[What the task asks] Can you repeat the data from the line containing "Is there any hazy" through the end, with "horizon" replaced by "skyline" each time it appears and everything else left unchanged?
═══ Extracted data
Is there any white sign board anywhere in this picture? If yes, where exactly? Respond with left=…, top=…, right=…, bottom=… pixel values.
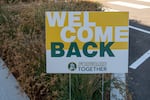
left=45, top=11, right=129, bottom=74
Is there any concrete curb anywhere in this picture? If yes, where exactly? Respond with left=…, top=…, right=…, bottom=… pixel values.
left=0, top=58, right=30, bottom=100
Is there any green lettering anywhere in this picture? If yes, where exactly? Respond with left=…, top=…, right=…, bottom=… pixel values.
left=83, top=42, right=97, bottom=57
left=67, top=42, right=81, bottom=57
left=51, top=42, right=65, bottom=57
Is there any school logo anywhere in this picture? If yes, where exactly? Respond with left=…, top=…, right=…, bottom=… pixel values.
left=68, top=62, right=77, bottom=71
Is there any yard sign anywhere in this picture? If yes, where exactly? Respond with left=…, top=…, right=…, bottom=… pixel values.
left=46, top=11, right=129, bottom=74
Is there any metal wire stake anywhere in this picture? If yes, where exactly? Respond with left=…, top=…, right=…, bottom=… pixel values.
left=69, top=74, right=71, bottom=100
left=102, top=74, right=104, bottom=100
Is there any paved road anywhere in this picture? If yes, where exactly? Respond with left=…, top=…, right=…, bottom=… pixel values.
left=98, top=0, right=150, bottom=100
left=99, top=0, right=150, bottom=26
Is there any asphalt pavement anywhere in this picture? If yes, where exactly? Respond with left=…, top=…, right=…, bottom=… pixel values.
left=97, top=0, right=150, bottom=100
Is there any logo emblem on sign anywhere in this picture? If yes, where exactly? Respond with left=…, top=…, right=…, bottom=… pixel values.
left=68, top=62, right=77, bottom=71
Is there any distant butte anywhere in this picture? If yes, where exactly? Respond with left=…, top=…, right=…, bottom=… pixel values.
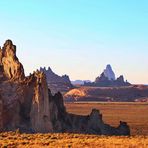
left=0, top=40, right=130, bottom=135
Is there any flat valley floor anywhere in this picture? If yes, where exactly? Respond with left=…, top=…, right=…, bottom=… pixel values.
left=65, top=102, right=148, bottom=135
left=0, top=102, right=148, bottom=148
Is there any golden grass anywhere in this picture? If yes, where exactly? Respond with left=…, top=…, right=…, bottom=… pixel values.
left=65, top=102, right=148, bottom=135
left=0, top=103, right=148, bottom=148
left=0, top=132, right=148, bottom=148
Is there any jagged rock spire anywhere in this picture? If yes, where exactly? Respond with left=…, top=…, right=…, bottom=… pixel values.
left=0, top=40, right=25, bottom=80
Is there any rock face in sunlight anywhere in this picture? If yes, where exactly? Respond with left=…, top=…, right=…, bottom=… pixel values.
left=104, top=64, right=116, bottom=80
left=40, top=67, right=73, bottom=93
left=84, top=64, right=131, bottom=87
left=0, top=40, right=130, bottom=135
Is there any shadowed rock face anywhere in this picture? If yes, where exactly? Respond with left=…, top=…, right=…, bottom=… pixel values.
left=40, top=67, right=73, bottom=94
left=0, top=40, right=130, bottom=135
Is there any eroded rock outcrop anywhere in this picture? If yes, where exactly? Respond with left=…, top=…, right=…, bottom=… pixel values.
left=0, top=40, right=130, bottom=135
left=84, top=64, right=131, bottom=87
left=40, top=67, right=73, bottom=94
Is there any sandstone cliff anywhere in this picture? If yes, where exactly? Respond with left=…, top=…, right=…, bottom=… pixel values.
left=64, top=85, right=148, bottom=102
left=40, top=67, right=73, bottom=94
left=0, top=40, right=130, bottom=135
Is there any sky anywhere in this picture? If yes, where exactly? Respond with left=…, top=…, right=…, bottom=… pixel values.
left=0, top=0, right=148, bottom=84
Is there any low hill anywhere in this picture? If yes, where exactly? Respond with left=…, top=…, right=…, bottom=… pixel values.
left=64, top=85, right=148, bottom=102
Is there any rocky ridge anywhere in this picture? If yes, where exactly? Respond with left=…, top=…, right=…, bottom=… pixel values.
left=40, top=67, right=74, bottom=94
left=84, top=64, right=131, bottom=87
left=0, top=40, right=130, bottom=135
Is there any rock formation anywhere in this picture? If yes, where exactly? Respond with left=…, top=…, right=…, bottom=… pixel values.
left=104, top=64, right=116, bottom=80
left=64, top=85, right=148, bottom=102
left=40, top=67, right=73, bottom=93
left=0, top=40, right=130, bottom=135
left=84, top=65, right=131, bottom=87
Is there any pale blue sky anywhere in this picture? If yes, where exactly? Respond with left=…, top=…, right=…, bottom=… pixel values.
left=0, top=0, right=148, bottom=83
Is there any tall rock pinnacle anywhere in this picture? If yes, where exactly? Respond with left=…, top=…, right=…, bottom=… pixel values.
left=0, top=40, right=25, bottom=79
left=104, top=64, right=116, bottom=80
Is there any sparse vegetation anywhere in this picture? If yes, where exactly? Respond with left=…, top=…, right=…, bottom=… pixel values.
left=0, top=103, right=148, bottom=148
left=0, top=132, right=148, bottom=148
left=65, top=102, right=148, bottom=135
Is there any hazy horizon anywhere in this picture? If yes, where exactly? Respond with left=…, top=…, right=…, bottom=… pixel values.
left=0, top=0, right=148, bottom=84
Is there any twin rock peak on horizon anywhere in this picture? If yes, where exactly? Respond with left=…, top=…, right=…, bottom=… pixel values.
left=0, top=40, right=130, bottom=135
══════
[Answer to this problem]
Is there any hazy skyline anywhere in this picture? If yes, where exactly? Respond with left=…, top=…, right=…, bottom=… pixel values.
left=0, top=0, right=148, bottom=84
Is there any twin rock peak on skyline anywhere in this picture? If yes, where exactly? Respond with left=…, top=…, right=…, bottom=… pixel values.
left=0, top=40, right=130, bottom=135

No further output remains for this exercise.